▸ **Document excerpt**:
-----

Business

The getting of wisdom means staying wary of lazy forecasts

Marcus Padley
July 16, 2011
Easy downfall: Lazy forecasts.

Easy downfall: Lazy forecasts. Photo: Glen Hunt

HEARD an economist on the TV this week saying he was confident that there would be a Christmas rally in the equity market.

Yeah, right. And just where did you dig up that little bit of wisdom because, unless I'm terribly mistaken, we're over five months out from Christmas and on the verge of a European debt collapse. Clearly another unreasonably optimistic financial professional pulls yet another ho-hum forecast out of that bottomless pit of unfounded financial opinion, his arse.

Of course, an opinion is better than having no opinion, but let's just draw a line in the sand here, let's just stop treating customers like idiots by expressing confidence in lazy opinions that any drone financial observer could make. On the verge of a potential European debt crisis, this is not the time for idle arrogance; it is time to show some respect for investors who have already lived through one GFC.

I know optimism sells but rather than make hollow forecasts about the future, let's look back instead at the "Lessons from the (last) Global Financial Crisis", a popular broker's presentation topic in 2009, a talk that was far too late to be useful, of course, but still served the purpose of making us look terribly clever through the erroneous implication that we had known it was all going to happen well before it ever did. Those talks may now have some currency. Here's a pré´cis of my talk at the time. "Lessons from the Global Financial Crisis". To recap, main points only:

Capital is more important than income. Protect capital at all costs. This comment is born out of our experience with the bank sector in the GFC. We all held onto the banks for income, telling everyone the dividends would be OK. We lost 55 per cent of our capital. A focus on the income from equities rather than the importance of the capital tied up in them was a big mistake. Never again. Capital first. Income second. The only defensive stock is cash.

-----

▸ **Your goal**:
In the column on lazy forecasts, why does the writer insist that capital matters more than income? Explain in one to three sentences.

-----

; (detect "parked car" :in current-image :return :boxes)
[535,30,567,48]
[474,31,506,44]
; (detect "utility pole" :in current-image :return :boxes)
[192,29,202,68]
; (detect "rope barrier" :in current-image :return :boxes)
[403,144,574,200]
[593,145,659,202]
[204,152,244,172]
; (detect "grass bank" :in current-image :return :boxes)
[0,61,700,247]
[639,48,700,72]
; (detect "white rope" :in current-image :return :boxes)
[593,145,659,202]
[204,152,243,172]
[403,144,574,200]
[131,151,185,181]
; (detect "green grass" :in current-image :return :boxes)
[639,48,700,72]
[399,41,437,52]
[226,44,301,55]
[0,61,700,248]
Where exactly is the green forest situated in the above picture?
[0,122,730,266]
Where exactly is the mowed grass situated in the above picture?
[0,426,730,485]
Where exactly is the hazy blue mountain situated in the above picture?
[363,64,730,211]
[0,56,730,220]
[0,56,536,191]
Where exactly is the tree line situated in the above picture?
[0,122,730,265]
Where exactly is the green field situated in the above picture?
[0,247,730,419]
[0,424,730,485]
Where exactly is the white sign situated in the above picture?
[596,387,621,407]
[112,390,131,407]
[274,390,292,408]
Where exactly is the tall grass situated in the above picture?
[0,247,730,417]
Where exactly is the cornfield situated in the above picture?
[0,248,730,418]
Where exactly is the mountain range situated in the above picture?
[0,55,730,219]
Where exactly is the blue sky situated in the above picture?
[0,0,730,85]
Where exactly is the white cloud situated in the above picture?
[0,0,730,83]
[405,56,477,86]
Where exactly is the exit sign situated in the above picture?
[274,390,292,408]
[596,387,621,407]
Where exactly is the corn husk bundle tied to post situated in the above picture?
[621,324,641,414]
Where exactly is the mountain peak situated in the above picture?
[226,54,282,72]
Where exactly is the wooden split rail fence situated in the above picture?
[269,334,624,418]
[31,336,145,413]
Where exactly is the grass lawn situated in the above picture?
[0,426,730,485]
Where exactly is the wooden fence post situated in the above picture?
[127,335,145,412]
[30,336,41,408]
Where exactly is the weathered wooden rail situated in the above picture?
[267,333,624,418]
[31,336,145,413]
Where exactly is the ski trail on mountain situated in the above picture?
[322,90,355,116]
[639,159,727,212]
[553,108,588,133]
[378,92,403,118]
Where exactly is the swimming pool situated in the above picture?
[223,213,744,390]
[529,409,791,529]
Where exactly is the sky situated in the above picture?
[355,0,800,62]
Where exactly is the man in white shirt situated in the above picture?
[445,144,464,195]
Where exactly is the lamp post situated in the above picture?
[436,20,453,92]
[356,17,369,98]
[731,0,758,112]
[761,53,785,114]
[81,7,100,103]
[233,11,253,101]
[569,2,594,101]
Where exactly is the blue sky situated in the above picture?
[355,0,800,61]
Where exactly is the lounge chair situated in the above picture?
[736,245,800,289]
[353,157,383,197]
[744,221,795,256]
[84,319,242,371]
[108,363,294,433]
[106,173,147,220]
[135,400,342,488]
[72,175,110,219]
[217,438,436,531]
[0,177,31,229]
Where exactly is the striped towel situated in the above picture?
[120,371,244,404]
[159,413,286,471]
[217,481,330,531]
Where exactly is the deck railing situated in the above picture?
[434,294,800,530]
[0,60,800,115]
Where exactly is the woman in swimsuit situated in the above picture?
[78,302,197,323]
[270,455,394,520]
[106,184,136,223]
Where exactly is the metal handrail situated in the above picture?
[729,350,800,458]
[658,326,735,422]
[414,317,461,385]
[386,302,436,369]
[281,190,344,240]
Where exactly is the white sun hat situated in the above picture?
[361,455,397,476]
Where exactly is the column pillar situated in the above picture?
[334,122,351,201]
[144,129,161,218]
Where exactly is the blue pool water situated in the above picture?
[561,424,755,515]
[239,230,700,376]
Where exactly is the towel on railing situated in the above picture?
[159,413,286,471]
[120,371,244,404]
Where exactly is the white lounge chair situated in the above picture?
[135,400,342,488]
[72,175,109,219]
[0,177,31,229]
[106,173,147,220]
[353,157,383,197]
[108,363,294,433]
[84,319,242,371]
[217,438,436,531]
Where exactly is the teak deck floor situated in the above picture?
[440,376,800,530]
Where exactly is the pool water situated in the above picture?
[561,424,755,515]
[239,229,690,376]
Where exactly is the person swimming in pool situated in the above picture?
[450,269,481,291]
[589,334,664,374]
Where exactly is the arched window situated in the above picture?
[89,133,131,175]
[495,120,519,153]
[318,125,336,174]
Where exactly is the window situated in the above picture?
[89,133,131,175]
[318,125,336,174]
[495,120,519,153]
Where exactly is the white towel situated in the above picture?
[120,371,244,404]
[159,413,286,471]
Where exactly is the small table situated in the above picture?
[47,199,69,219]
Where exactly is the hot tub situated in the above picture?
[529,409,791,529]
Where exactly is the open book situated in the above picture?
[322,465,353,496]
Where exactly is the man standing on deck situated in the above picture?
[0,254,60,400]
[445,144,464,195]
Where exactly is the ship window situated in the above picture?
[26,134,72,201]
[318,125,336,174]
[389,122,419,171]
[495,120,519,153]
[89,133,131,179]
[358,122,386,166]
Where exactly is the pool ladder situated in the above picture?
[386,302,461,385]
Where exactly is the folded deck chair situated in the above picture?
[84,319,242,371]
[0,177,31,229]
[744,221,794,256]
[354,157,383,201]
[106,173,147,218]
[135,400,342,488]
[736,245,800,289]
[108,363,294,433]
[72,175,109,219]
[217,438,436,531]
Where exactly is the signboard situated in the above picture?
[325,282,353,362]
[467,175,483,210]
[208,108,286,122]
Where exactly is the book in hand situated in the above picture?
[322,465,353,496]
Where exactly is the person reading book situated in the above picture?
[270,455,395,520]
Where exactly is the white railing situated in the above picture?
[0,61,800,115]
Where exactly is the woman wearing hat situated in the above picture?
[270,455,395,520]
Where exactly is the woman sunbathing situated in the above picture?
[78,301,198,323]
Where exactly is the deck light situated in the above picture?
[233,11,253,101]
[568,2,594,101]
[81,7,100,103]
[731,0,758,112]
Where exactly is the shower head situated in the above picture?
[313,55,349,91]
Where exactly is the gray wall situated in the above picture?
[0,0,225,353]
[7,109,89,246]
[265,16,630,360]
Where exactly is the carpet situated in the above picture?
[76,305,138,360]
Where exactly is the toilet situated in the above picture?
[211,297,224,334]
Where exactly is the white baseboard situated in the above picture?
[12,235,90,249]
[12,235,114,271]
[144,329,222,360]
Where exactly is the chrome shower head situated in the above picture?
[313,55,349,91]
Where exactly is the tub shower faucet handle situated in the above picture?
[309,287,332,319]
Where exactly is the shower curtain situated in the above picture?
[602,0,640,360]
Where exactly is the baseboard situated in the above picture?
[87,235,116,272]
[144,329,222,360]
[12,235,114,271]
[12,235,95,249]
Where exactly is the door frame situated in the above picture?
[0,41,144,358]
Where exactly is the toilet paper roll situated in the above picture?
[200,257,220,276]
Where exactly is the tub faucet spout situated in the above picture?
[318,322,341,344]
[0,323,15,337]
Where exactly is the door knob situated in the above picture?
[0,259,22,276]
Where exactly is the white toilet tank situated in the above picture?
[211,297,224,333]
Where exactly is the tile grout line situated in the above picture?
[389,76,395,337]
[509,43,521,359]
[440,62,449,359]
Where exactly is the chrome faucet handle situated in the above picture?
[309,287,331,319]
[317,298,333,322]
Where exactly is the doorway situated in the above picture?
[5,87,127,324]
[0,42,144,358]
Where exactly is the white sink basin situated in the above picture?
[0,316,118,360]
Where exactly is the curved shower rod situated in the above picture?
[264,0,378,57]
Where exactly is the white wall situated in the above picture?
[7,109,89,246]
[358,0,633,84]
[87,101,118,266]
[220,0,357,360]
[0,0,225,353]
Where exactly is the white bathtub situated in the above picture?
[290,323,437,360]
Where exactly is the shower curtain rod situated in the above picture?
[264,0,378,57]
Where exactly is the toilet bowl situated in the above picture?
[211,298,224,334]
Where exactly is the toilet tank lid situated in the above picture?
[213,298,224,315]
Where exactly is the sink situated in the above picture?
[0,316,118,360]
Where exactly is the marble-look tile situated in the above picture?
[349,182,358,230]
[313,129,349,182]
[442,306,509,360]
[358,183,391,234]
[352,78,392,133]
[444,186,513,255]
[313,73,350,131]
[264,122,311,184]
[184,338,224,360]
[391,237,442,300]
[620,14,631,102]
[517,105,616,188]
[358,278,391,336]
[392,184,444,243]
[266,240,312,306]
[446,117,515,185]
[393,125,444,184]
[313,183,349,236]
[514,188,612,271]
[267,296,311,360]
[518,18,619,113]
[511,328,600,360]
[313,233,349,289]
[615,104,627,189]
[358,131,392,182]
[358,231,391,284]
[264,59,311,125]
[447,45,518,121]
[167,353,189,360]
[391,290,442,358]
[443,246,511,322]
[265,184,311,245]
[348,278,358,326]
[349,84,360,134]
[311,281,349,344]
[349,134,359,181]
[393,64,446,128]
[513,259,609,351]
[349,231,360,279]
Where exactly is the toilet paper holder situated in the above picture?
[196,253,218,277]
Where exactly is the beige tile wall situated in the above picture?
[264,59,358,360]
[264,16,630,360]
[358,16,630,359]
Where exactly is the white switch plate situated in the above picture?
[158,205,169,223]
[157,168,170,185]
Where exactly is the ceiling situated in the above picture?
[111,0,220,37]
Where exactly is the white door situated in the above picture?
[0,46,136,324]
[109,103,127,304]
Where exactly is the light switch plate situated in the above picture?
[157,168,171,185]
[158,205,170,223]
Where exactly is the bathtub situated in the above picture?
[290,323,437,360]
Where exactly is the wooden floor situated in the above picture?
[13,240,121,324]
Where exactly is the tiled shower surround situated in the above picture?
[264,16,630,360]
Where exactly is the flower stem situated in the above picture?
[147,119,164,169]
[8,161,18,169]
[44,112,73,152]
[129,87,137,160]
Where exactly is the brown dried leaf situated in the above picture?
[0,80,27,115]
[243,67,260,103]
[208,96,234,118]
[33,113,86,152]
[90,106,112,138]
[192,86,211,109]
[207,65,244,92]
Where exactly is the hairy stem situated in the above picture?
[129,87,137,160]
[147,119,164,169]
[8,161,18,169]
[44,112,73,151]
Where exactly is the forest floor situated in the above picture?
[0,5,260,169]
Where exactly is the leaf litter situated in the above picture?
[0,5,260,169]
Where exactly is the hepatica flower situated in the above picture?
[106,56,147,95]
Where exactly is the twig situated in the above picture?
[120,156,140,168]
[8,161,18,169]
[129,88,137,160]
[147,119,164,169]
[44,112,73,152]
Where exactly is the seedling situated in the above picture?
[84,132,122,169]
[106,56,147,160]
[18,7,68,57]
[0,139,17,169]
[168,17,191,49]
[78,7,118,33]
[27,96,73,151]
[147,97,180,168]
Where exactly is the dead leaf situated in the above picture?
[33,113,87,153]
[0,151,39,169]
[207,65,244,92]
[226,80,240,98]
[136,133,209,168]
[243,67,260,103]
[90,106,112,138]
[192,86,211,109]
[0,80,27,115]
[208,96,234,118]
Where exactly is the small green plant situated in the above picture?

-----

▸ **Task response**:
The view comes from the bank sector in the GFC: investors held onto bank shares for income, assuring everyone the dividends would be fine, and lost 55 per cent of their capital. Focusing on the income from equities instead of the capital tied up in them was a big mistake, so the writer now puts capital first and income second.